§ Document excerpt
***

Activity in 2011

Our work in 2011 addressed all three directions defined in the DataCloud@Work proposal:

  • Direction 1. Using BlobSeer for sharing application data in a IaaS
  • Direction 2. Using BlobSeer as a cost-effective storage service built on top of multiple IaaS'es
  • Direction 3. Using BlobSeer for VM management to build a highly-available IaaS

For the first direction, we aimed to offer advanced data sharing facilities to both applications running within distinct VMs deployed in Infrastructure-as-a-Service environments and to clients accessing BlobSeer as a Cloud storage service. Tasks 1-3 described below studied two sub-topics within this direction, focusing on security aspects, on enhancing BlobSeer with self-* properties and on exploiting BlobSeer's features for scientific applications. Task 4 was developed in the context of our second research direction, which deals with efficient data accesses for cloud federations. Finally, the third research topic evolved through Task 5.

Task 1: Adaptive security management in BlobSeer

Goals. The increasing popularity of Cloud computing results in a need for efficient and secure data management. One of the most relevant security topic in cloud data management refers to preventing the users from damaging the stored data or from breaking security policies and data-access protocols. We aim to further improve the security of a large scale data management system such as BlobSeer. The goal is to introduce adequate authentication and authorization mechanisms for BlobSeer users and preserve their privacy through anonymization. Another goal is to extend the security framework that protects the system against malicious usage with adaptive security policies that take into account the past actions of each user. Furthermore, we aim to provide a secure environment to deploy web services over BlobSeer. Each user must have the capability to deploy his own web services that rely on BlobSeer as a data management backend. In addition, a user must be able to securely invoke these services, request access to the services of other users or grant access to the services he has deployed.

Results. We  proposed  a  novel  security  layer  for  the  BlobSeer  data  management  system as well as a  number  of  security  enhancements  to  ensure  a  practicable  and  secure  client  access  management. Our solution offers certificate management, encryption capabilities, as well as credential management and access control lists. Using these mechanisms we enable authentication, authorization and secure data transfer. The proposed solution was integrated into BlobSeer, which offers high performance for data transfer and efficient data management. We tested our solution, proving that it handles all the security tasks very efficiently,without adding any significant overhead to the data management system, thus preserving the overall performance of the system. We also focused on Cloud infrastructures and we developed mechanisms to allow secure access to web services in a Cloud environment for data intensive web services using BlobSeer as a data management backend. We developed an efficient system which provides an adequate level of security for web service-based applications which includes rights management and secure communication.

Several Romanian students were involved in this task for their BS theses, at PUB:

Improving the Security of BlobSeer

(Click for more information)

  • Student: Cristian Marinescu (PUB)
  • PUB Advisor: Catalin Leordeanu (PUB)

BlobSeer Client Access Control

(Click for more information)

  • Student: Raluca Baban (PUB)
  • PUB Advisor: Catalin Leordeanu (PUB)

Secure Access to Cloud Services using BlobSeer

(Click for more information)

  • Student: Oana Goanta (PUB)
  • PUB Advisor: Catalin Leordeanu (PUB)

***

§ Data listing

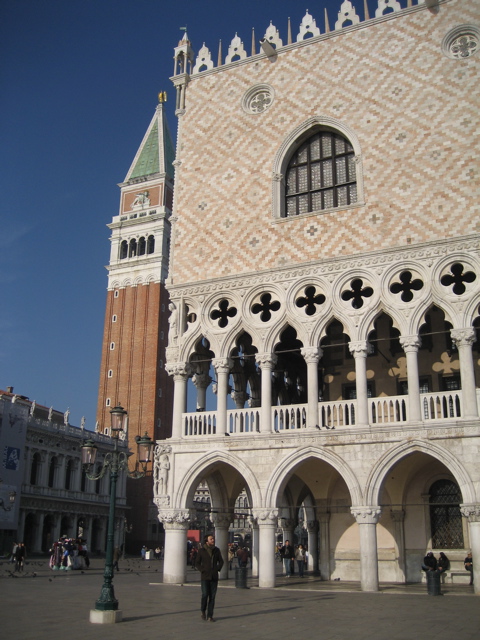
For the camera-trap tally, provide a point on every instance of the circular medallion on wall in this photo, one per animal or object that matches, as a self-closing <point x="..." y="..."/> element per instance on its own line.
<point x="258" y="99"/>
<point x="461" y="42"/>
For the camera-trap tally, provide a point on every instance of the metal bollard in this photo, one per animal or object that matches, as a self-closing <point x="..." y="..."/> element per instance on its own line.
<point x="241" y="578"/>
<point x="433" y="583"/>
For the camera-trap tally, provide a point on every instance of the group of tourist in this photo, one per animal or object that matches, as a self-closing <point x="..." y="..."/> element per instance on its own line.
<point x="289" y="555"/>
<point x="68" y="554"/>
<point x="19" y="553"/>
<point x="442" y="563"/>
<point x="240" y="553"/>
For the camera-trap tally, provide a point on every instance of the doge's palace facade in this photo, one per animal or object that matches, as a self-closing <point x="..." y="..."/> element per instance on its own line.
<point x="325" y="285"/>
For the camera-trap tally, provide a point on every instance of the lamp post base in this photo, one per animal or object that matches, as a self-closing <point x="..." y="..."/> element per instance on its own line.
<point x="105" y="617"/>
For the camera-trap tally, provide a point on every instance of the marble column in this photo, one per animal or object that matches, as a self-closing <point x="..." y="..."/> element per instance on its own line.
<point x="267" y="526"/>
<point x="255" y="540"/>
<point x="180" y="371"/>
<point x="398" y="517"/>
<point x="367" y="518"/>
<point x="201" y="382"/>
<point x="37" y="544"/>
<point x="288" y="526"/>
<point x="359" y="350"/>
<point x="472" y="513"/>
<point x="312" y="530"/>
<point x="266" y="362"/>
<point x="176" y="524"/>
<point x="221" y="522"/>
<point x="464" y="339"/>
<point x="410" y="345"/>
<point x="324" y="544"/>
<point x="222" y="368"/>
<point x="312" y="355"/>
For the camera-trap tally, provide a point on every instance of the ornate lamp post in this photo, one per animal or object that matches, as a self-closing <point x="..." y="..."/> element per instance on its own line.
<point x="11" y="497"/>
<point x="106" y="607"/>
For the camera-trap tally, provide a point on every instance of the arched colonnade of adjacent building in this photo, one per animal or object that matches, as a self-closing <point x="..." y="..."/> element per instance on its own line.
<point x="365" y="521"/>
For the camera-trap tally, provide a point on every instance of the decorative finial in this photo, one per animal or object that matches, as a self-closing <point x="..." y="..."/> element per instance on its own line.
<point x="365" y="8"/>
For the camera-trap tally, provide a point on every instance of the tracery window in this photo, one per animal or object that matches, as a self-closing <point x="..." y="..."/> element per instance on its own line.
<point x="321" y="174"/>
<point x="445" y="515"/>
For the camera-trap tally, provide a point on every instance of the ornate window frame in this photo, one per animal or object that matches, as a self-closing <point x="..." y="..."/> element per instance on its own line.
<point x="291" y="143"/>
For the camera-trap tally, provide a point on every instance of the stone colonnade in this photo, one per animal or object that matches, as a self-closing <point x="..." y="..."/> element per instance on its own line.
<point x="176" y="523"/>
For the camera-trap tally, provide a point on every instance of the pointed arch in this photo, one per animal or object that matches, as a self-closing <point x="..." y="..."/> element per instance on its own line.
<point x="208" y="461"/>
<point x="390" y="458"/>
<point x="292" y="143"/>
<point x="274" y="485"/>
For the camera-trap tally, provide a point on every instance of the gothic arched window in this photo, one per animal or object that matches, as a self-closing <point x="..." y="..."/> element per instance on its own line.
<point x="68" y="474"/>
<point x="445" y="516"/>
<point x="321" y="174"/>
<point x="51" y="472"/>
<point x="35" y="468"/>
<point x="123" y="249"/>
<point x="150" y="244"/>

***

§ Required task 1
In the 2011 activity report, who served as PUB advisor for each of the student theses listed under Task 1?
§ Required task 2
Transcribe the stretch of the 2011 activity report from "Several Romanian students" through "Raluca Baban (PUB)".

§ Full output 1
Catalin Leordeanu (PUB)

§ Full output 2
Several Romanian students were involved in this task for their BS theses, at PUB:

Improving the Security of BlobSeer

(Click for more information)

  • Student: Cristian Marinescu (PUB)
  • PUB Advisor: Catalin Leordeanu (PUB)

BlobSeer Client Access Control

(Click for more information)

  • Student: Raluca Baban (PUB)